▶ Problem details
Determine how many lines in the records hold the word "goose". Return the number alone.

◆ ◆ ◆

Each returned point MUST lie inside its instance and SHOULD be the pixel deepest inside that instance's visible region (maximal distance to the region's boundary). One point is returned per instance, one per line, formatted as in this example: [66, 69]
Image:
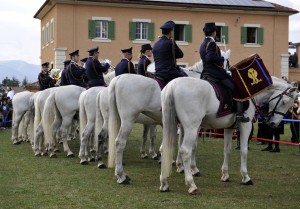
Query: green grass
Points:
[40, 182]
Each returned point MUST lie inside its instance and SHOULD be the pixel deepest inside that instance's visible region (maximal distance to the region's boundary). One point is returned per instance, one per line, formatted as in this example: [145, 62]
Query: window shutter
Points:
[111, 30]
[132, 30]
[188, 33]
[225, 33]
[92, 29]
[260, 35]
[243, 35]
[151, 31]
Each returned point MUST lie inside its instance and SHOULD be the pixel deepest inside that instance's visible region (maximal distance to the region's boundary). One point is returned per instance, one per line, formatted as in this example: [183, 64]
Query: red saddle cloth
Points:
[250, 77]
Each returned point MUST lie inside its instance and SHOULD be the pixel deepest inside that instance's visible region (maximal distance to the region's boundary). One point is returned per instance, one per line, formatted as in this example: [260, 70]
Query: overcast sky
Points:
[20, 32]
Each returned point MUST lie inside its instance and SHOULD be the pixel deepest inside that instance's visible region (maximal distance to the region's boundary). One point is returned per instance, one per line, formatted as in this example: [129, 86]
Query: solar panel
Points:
[245, 3]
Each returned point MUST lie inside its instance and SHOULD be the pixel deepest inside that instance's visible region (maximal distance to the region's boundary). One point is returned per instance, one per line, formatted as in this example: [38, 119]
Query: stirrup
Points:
[242, 119]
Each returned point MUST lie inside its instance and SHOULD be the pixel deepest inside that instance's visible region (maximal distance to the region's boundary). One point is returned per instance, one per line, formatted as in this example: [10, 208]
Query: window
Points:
[43, 36]
[182, 31]
[222, 33]
[52, 30]
[101, 29]
[252, 34]
[141, 30]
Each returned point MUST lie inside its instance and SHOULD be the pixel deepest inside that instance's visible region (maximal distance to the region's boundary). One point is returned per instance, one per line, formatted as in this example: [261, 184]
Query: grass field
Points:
[40, 182]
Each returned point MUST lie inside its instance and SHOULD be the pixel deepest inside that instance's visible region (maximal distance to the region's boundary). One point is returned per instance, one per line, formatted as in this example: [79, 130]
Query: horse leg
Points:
[227, 151]
[143, 147]
[152, 139]
[245, 129]
[120, 146]
[188, 143]
[67, 121]
[15, 127]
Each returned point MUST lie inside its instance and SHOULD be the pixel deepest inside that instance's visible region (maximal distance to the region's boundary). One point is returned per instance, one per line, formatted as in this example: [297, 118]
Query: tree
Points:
[25, 81]
[10, 82]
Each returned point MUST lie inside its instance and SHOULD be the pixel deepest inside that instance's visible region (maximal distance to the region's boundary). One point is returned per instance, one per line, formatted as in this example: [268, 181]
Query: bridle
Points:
[280, 96]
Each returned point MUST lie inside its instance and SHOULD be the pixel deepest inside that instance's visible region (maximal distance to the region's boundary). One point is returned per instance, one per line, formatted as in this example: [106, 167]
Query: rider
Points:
[45, 81]
[94, 69]
[125, 65]
[213, 64]
[75, 72]
[165, 52]
[145, 54]
[63, 78]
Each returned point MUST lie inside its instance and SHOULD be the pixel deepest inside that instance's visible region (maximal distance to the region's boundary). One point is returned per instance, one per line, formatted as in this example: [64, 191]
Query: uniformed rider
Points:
[145, 54]
[63, 78]
[45, 81]
[75, 71]
[94, 69]
[125, 65]
[213, 64]
[165, 53]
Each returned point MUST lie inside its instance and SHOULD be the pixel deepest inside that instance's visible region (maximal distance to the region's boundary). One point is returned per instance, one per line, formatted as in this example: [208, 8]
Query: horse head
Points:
[279, 104]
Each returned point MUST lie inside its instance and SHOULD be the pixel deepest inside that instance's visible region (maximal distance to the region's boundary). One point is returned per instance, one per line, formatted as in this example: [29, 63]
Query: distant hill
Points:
[19, 69]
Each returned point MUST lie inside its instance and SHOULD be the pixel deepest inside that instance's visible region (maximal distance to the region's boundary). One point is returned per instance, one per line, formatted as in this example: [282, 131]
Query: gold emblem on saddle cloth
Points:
[252, 73]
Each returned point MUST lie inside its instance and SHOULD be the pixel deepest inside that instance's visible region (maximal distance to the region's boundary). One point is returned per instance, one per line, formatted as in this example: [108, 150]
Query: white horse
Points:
[177, 107]
[130, 95]
[22, 104]
[60, 108]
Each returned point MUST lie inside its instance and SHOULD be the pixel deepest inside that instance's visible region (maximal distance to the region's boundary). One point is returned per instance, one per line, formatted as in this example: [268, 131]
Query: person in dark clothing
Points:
[75, 72]
[145, 54]
[213, 69]
[94, 69]
[125, 65]
[45, 81]
[63, 78]
[165, 53]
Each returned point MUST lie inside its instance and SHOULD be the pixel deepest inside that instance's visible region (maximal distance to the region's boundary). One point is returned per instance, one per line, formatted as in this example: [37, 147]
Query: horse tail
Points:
[82, 113]
[169, 131]
[114, 123]
[49, 112]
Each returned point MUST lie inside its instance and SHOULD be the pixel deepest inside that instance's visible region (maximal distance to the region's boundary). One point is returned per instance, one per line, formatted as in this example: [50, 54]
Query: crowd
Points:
[6, 107]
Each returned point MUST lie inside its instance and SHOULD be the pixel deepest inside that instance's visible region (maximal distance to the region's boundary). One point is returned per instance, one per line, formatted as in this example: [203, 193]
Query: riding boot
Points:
[240, 113]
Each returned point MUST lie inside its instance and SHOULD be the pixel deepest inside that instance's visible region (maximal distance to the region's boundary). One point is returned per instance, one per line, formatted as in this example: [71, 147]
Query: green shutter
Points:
[225, 33]
[151, 31]
[243, 35]
[92, 29]
[132, 30]
[260, 35]
[111, 30]
[188, 33]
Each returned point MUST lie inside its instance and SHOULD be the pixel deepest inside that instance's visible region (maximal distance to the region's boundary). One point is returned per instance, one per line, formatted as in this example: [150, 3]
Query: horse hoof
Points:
[70, 155]
[195, 192]
[166, 190]
[84, 162]
[53, 156]
[250, 182]
[197, 174]
[102, 166]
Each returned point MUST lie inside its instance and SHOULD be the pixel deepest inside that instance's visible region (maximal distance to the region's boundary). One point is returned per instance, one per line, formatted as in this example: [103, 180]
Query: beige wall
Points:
[71, 29]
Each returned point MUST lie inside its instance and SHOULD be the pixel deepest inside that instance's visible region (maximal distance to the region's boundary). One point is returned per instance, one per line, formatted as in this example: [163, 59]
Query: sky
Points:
[20, 32]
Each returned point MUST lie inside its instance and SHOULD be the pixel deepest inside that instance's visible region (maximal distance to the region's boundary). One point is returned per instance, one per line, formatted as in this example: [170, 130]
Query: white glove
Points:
[107, 61]
[229, 72]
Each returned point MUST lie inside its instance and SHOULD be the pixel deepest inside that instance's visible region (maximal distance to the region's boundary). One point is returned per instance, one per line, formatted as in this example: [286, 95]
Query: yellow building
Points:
[244, 26]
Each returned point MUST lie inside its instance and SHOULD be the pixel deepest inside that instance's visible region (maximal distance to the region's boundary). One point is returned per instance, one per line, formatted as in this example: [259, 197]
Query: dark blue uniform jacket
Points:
[76, 74]
[142, 65]
[125, 66]
[212, 60]
[94, 72]
[45, 81]
[165, 66]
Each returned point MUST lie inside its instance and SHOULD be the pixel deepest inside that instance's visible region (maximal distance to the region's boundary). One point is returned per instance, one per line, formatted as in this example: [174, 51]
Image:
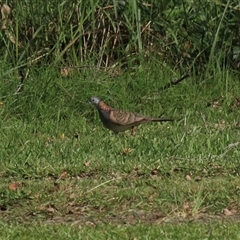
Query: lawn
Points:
[64, 176]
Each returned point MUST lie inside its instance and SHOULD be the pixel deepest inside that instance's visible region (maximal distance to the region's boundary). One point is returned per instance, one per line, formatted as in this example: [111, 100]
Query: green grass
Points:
[61, 170]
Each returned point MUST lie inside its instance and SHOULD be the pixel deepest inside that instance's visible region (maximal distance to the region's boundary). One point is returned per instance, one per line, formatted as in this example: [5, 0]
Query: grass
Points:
[61, 170]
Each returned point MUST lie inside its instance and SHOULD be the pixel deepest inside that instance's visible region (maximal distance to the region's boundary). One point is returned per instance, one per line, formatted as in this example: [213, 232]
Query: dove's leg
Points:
[133, 130]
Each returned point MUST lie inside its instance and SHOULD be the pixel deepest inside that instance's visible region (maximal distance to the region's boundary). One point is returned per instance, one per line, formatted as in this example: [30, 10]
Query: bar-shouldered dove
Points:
[119, 120]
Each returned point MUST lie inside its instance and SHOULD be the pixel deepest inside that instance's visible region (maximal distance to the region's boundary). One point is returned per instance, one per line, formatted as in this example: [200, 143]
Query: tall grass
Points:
[190, 34]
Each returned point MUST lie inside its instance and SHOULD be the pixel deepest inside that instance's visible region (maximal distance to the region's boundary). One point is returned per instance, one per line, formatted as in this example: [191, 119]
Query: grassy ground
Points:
[64, 176]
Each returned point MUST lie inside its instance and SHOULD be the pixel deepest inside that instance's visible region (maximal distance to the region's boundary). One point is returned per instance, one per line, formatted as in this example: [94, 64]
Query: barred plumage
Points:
[119, 120]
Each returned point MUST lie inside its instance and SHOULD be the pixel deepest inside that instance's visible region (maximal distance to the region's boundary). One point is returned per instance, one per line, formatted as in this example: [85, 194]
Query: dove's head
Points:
[95, 101]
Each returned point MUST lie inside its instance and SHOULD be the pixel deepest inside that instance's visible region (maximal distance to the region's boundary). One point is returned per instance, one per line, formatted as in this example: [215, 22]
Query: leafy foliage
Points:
[193, 33]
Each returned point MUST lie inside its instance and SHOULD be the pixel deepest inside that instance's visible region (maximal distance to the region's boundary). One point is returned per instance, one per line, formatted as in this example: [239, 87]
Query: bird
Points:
[119, 120]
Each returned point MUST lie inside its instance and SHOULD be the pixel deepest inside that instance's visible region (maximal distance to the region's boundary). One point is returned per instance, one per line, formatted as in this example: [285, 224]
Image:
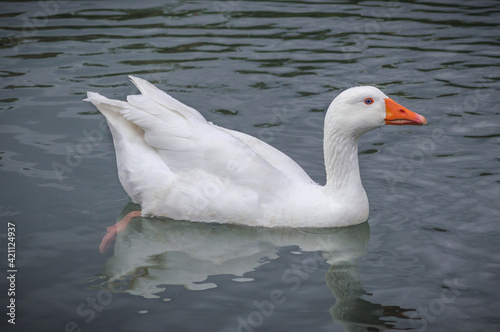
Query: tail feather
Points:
[165, 100]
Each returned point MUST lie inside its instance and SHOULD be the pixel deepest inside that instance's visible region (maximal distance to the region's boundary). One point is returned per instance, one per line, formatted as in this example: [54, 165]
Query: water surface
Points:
[427, 260]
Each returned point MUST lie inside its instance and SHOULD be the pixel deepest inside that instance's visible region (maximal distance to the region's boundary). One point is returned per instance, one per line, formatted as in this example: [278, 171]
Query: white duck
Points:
[176, 164]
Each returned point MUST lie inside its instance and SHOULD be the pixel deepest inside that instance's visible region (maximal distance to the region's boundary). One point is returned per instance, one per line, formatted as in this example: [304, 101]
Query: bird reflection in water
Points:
[153, 253]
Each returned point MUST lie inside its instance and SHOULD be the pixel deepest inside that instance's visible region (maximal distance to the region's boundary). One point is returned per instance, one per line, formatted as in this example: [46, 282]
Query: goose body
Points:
[176, 164]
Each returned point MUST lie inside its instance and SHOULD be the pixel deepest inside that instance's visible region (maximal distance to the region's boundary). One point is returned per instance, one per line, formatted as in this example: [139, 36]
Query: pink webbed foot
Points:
[112, 231]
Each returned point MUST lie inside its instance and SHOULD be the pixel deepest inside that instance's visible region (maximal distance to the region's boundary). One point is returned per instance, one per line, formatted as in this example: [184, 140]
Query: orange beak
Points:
[399, 115]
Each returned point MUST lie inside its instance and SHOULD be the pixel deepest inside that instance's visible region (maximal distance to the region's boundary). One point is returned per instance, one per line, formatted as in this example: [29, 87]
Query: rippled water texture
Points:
[427, 260]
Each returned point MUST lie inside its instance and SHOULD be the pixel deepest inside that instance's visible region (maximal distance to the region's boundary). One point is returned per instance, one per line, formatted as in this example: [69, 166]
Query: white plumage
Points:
[178, 165]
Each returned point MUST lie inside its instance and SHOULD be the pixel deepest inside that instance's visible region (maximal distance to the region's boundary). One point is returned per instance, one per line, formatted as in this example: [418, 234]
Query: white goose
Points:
[176, 164]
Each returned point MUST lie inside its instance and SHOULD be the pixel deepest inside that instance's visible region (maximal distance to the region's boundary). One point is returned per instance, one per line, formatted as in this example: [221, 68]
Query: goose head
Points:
[360, 109]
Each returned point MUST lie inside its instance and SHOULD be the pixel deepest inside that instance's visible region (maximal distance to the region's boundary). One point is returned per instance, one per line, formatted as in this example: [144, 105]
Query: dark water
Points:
[427, 260]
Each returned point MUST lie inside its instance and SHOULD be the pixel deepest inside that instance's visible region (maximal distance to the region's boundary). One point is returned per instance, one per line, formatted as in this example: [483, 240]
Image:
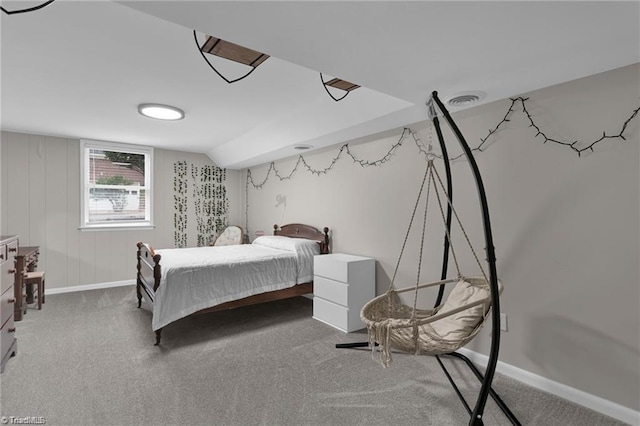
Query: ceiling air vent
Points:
[466, 98]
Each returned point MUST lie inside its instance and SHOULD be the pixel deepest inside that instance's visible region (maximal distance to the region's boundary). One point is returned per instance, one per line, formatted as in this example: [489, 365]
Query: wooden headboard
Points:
[298, 230]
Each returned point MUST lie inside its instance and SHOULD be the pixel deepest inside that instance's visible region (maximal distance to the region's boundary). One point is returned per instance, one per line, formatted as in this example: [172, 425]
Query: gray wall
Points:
[41, 203]
[566, 228]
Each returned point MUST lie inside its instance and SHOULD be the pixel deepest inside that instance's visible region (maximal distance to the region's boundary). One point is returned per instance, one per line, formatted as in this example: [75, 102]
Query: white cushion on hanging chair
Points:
[460, 325]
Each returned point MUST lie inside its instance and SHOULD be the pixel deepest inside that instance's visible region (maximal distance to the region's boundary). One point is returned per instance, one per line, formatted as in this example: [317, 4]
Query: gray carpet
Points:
[88, 359]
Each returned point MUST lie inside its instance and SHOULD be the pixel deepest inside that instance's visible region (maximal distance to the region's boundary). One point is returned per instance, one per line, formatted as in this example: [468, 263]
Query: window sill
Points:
[117, 227]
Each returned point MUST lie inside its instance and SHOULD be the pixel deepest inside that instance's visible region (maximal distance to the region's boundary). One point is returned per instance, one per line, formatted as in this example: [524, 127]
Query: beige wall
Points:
[41, 203]
[566, 229]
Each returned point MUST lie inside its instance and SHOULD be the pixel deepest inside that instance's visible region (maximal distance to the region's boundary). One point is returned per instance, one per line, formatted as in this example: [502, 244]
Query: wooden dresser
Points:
[8, 341]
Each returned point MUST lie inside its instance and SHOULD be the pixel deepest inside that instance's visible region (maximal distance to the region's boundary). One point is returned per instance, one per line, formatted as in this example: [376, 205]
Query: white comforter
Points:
[203, 277]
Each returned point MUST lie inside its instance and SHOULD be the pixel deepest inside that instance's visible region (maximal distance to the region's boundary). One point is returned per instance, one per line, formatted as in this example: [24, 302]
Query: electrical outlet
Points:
[503, 322]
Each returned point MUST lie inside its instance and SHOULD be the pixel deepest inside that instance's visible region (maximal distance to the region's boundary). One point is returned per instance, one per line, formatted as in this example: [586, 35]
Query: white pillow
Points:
[289, 244]
[458, 326]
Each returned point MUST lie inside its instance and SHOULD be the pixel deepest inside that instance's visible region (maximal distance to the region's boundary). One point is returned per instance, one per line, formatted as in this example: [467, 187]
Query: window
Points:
[116, 185]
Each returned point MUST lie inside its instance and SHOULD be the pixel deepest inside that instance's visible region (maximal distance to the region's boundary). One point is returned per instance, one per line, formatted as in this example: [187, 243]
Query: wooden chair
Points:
[36, 279]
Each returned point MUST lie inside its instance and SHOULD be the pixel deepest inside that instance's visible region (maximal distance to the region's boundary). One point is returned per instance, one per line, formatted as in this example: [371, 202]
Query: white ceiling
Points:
[80, 68]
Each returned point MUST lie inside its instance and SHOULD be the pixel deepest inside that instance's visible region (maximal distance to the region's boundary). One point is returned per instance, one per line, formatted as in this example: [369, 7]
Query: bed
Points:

◆ ◆ ◆

▶ Expected answer
3